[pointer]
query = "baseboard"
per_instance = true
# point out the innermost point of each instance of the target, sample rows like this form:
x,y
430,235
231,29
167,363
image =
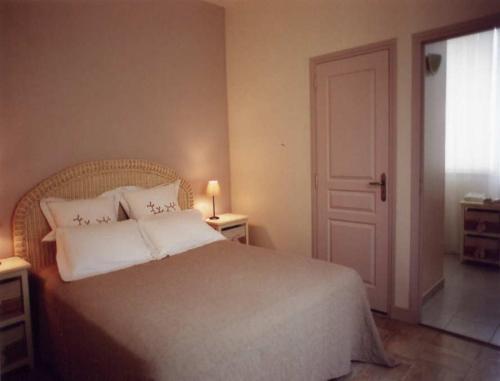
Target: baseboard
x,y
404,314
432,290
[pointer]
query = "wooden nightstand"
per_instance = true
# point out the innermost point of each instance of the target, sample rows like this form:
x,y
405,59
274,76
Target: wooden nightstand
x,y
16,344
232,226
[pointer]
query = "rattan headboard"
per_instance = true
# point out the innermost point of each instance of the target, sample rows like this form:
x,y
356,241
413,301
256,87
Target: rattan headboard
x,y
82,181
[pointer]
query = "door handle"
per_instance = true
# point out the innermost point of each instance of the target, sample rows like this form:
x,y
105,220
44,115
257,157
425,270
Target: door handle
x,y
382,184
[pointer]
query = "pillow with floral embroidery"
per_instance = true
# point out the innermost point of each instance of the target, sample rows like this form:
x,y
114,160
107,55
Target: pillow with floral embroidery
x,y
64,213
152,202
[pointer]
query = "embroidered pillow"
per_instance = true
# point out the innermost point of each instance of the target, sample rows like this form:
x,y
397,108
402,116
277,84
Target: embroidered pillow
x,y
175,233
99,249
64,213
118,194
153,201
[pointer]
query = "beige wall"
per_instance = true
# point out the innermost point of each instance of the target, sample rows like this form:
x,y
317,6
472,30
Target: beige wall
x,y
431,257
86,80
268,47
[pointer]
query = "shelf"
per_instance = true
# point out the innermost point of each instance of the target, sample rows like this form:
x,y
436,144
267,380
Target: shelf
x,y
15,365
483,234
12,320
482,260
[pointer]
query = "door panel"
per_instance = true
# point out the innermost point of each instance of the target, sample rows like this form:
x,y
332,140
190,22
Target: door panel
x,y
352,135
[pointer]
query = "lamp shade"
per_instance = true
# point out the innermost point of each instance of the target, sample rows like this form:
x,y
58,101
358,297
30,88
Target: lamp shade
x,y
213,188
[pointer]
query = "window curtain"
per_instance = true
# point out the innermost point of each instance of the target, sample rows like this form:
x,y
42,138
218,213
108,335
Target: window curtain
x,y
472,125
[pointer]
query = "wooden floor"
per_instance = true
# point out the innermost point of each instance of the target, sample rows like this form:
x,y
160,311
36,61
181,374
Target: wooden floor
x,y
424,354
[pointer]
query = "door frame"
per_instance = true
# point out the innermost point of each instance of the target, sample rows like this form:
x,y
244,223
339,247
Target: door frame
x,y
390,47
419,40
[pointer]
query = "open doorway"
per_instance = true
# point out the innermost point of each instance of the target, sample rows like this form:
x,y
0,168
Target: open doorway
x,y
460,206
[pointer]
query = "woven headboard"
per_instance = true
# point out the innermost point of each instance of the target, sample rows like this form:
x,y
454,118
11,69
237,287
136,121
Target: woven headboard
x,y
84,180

****************

*TASK BRIEF:* Give back all the material exactly, with no pictures.

*ANSWER BOX:*
[pointer]
query = "baseboard"
per_instance = true
# point out the innermost point of each instance of the target, sample rows like this form:
x,y
430,235
231,29
167,363
image =
Target: baseboard
x,y
404,314
432,290
[pointer]
query = "wooden nightstand"
per_instance = true
# point out the innermost point of each instance of the target, sample rows like this form:
x,y
405,59
274,76
Target: wooden nightstand
x,y
16,344
232,226
[pointer]
query = "rattan headboard"
per_instance = true
# point out the innermost point of each instance of the target, sample rows like this form:
x,y
356,241
413,301
256,87
Target: rattan headboard
x,y
82,181
[pointer]
query = "door handle"
per_instance = true
# point out the innermost point of each instance of the target, sample rows like this form:
x,y
105,220
44,115
257,157
425,270
Target: door handle
x,y
382,184
[pointer]
query = "pillow with floral embroidery"
per_instance = true
# point out the innermost point of each instance of the target, sample rows like this form:
x,y
114,160
107,55
Target: pillow with floral embroidery
x,y
64,213
152,202
[pointer]
query = "embroidered pillow"
per_instance = true
# point out the innermost point of each instance of the target, sample rows like this form:
x,y
397,108
402,116
277,84
Target: embroidered pillow
x,y
175,233
99,249
64,213
118,194
153,201
[pointer]
query = "beige wall"
per_instance = true
# point out the innermost point of each instance of the target, sample rows like this form:
x,y
317,6
472,30
Target: beige wall
x,y
431,257
86,80
268,47
[pointer]
query = "shelf"
per_instance = true
# point out the innermost point of each instance of the target, sample rows like this form:
x,y
436,144
267,380
Target: shelf
x,y
15,365
483,234
12,320
482,260
[pointer]
query = "door panel"
per_instance = true
# point out the innermost point of each instance of the target, sample rows like this form:
x,y
332,140
190,22
Target: door panel
x,y
352,135
[pointer]
query = "lamp shade"
per_instance = true
# point out the innermost point of each instance of the target, sample rows like this form:
x,y
58,101
358,297
30,88
Target: lamp shade
x,y
213,188
[pointer]
query = "window curtain"
per_instance = true
# point out the innermost point of each instance of the target, sample rows like this form:
x,y
42,138
218,213
108,335
Target: window curtain
x,y
472,125
[pointer]
query = "wooden floor"
per_instance = true
# point out the innermost point of each instance of the target, sample rows like this form:
x,y
160,311
36,61
181,374
Target: wooden floor
x,y
424,354
[pointer]
query = "door frame"
per_instance = true
# point out the innermost point of each instance of the target, sample rows like this form:
x,y
244,223
339,247
Target: door frame
x,y
390,47
419,40
[pointer]
query = "open doorway"
per_instance = true
# point out the innermost point of each instance of the target, sample rows like this form:
x,y
0,168
Target: open doorway
x,y
460,206
[pointer]
query = "woven headboard"
per_instance = true
# point out the innermost point of each instance of the target, sample rows like this form:
x,y
454,118
11,69
237,287
136,121
Target: woven headboard
x,y
84,180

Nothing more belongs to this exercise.